STATED PROBLEM ▸ Could you write out the data below again, swapping "Pardon the interruption" for "Excuse me" everywhere and leaving everything else untouched?

--- DATASET EXTRACT ---

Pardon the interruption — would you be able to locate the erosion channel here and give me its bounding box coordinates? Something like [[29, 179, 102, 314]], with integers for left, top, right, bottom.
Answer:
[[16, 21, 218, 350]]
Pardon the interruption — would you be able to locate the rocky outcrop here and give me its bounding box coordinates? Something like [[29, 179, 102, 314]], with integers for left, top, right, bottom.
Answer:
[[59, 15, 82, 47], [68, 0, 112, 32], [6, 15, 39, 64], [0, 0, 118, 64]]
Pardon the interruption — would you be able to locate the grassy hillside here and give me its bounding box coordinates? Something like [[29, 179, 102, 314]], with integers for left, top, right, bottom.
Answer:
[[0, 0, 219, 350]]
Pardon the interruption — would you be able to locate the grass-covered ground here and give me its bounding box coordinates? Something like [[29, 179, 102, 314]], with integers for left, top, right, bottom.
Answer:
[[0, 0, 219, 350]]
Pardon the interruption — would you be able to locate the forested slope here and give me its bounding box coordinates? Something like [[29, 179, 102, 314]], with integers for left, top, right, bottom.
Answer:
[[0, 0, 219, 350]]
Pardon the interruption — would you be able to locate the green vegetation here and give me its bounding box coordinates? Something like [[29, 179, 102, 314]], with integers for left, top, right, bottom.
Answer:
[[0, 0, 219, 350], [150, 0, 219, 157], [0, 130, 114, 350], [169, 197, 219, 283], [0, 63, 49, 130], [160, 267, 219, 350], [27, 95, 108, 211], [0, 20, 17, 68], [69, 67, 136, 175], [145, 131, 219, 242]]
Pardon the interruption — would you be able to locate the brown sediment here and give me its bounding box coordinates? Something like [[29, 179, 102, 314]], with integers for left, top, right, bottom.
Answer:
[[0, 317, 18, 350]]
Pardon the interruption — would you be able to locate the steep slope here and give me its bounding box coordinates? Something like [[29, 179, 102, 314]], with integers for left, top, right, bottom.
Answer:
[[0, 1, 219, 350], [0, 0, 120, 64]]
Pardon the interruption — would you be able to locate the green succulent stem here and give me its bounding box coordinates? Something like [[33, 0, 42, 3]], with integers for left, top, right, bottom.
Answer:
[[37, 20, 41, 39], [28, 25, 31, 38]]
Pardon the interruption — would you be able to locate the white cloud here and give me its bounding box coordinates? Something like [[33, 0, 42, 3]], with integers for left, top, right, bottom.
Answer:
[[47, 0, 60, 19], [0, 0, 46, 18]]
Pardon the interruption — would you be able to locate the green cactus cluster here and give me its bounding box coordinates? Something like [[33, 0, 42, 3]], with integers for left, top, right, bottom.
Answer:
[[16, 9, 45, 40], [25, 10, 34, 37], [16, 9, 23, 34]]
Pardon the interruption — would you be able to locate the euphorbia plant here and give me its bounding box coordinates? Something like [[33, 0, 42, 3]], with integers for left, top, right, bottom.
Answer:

---

FINAL RESULT ▸
Excuse me — would you be able to locate the erosion channel here and give me its bounding box coordinates? Something like [[29, 179, 102, 314]], with integers for left, top, right, bottom.
Answer:
[[16, 21, 218, 350]]
Excuse me — would you be able to locate the rocky outcrop here and give me its bounding box coordinates? Something like [[29, 179, 102, 314]], with integers for left, top, right, bottom.
Answer:
[[59, 15, 82, 47], [68, 0, 112, 32], [6, 15, 39, 64], [0, 0, 118, 64]]
Excuse me — would you be able to locate the grassy hillside here and give me its bounding box coordinates? Something like [[29, 179, 102, 314]], with integers for left, top, right, bottom.
Answer:
[[0, 0, 219, 350]]
Excuse me — would you be able to locate the grass-covered ground here and give me its bounding box coordinates? Something like [[29, 179, 102, 314]], with integers for left, top, right, bottom.
Answer:
[[0, 0, 219, 350]]
Excuse me — would you be able to locate the forested slope here and give me its bounding box coordinates? Something like [[29, 179, 102, 314]], with integers for left, top, right, bottom.
Answer:
[[0, 0, 219, 350]]
Excuse me — would you be able to locate the green vegetation here and give me its bounding box coordinates? Something like [[29, 179, 102, 314]], with integers for left, top, right, bottom.
Answer:
[[0, 0, 219, 350], [150, 0, 219, 157], [0, 130, 114, 350], [169, 197, 219, 283], [0, 63, 49, 130], [160, 267, 219, 350], [27, 95, 108, 211], [0, 20, 17, 68], [69, 67, 136, 175], [145, 131, 219, 242]]
Excuse me — would you be able to locate the brown sediment here and give me its bounding box coordinates? Something like [[29, 179, 102, 314]], with integers for left, top, right, bottom.
Answer:
[[0, 317, 18, 350]]
Excuse me — would you be able to locate the steep slope here and give me its bounding box coordinates? Something like [[29, 179, 102, 314]], with integers for left, top, right, bottom.
Answer:
[[0, 1, 219, 350], [0, 0, 120, 64]]
Excuse me — would you be able to locate the green succulent stem here and give me its bounding box coordinates? Something like [[33, 0, 42, 3]], with integers for left, top, right, bottom.
Answer:
[[37, 20, 41, 39], [28, 25, 31, 38]]
Excuse me — would you be able to locate the white cloud here and give me its bounding box coordinates? Something like [[33, 0, 42, 3]], with integers for left, top, right, bottom.
Answer:
[[47, 0, 60, 19], [0, 0, 46, 18]]
Excuse me — would you be able to locate the green cactus cluster here and give me its bounding box coordinates? Something like [[33, 0, 42, 3]], with integers for left, top, right, bottom.
Answer:
[[16, 9, 45, 40], [25, 10, 34, 37], [16, 9, 23, 34]]
Excuse me — would you be able to locate the euphorbia plant here and give me its bounding box coordinates? Something like [[33, 0, 42, 3]], with integers for left, top, right, bottom.
Answer:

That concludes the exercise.